::: Document passage

Ever since Arun Sarin took over the reins at Vodafone Group (VOD) three years ago, investors questioned whether he had the vision to keep growth on track at the world's largest mobile-phone company. Lately, they've had good reason to wonder.
Last year, Sarin unsuccessfully bid $38 billion for AT&T Wireless in the U.S., despite claiming to be committed to keeping Vodafone's stake in U.S. cell-phone operator Verizon Wireless. At the same time, growth has stalled within Vodafone's core European markets, and its troubled Japanese business, Vodafone K.K., is losing customers and dragging down Vodafone's earnings. "There has been a total strategy vacuum since Sarin took over," says Mark Newman, chief research officer at London-based consultancy Informa Telecoms & Media.
No longer. While Sarin spent his first two years stitching together the far-flung empire his predecessor Chris Gent had built through relentless dealmaking, in the last year it has become clear he has some ideas of his own. A string of deals in fast-growing markets over the last nine months has led to a shift in focus to developing countries, culminating with the $4.5 billion acquisition on Dec. 13 of Turkey's second-largest mobile-phone player, Telsim.
"EXPENSIVE LURCH." With it, Vodafone gains 9 million new customers in a country with a youthful population of 72 million and rising. And considering only half of that population currently own mobile phones, there's plenty of room to add new subscribers. In a statement announcing the deal, Sarin described it as "a major opportunity for growth."
Investors aren't so sanguine. The news that the deal is expected to dilute earnings for the next five years, and require an additional $1.2 billion in investment, sent Vodafone's shares plummeting by 3%, wiping $3.5 billion off the company's market value the day the acquisition was announced. The sticking point: the hefty price, which Christian Maher, a telecom analyst at Investec Securities in London, sees as "a very expensive lurch for growth."
Still, with revenues grinding to a halt in Vodafone's saturated core markets in Europe, and investors clamoring for the company to dispose of its poor-performing unit in Japan, growth is exactly what Vodafone needs. Sarin has been under fire from analysts who charge that Vodafone's heady days of double-digit expansion are well behind it. Some say the company looks more like a steady but slow-growing utility than the former high-flyer it had been under Gent.
GLOBAL TARGETS. That's because Vodafone has had to deal with dual challenges in Japan and Europe. It has been late rolling out 3G services and next-generation handsets in Japan, and as a result is trailing as a distant third in the market. In contrast, Vodafone was early offering 3G in Europe, leading it to expect a surge in revenues from more lucrative data services. However, although 3G has helped it attract higher-spending users, it has found that those customers are still mainly spending their money on basic voice and text services.

::::::

● The exercise
Pick up the article on Vodafone's growth under Arun Sarin after its last sentence and keep writing it.

::: Excerpted data

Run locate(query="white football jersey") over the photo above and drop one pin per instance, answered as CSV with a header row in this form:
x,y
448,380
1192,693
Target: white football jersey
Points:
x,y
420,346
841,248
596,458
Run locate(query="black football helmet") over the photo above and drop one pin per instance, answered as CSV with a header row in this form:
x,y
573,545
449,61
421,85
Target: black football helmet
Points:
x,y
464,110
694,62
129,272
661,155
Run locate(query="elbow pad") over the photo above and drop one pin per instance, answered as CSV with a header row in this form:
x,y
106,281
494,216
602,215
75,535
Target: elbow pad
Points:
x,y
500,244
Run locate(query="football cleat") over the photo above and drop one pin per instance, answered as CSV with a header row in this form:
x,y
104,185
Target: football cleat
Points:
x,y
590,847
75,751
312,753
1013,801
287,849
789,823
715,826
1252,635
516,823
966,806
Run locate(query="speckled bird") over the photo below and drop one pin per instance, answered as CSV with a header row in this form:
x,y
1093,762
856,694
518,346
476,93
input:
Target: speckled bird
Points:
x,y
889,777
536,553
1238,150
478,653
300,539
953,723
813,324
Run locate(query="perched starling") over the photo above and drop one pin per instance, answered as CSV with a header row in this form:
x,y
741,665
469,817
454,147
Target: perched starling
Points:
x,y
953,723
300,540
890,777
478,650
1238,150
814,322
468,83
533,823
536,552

::::::

● Task response
The result is that Vodafone has had to look elsewhere for growth. "Doing these recent deals was essential to drive growth," says Robin Hearn, principal analyst at Ovum, a telecom consultancy in London. "The only other option was getting existing users in developed markets to spend a load more cash, which so far they aren't doing."
Indeed, Turkey is just the latest target in Sarin's bid to rev up growth. In March, Vodafone splashed out $3.5 billion to acquire cell-phone operators in Romania and the Czech Republic. It then seized 10% of India's biggest wireless company, Bharti Televentures, for $1.5 billion in October. And a month later, it spent $2.4 billion to up its stake to 50% in Vodacom, South Africa's biggest mobile-phone company.
TIME TO BREATHE. Now analysts expect that in the coming year Vodafone will continue to bolster its presence in developing markets by adding to existing positions in India and Africa. Both markets are growing, but India, in particular, represents a massive opportunity. It has about 65 million cell-phone users, and the market is expanding by 2.5 million each month. The Indian government has allowed Vodafone to buy up to 49% of Bharti if it can convince the company's two main owners, Bharti and Singtel, to sell.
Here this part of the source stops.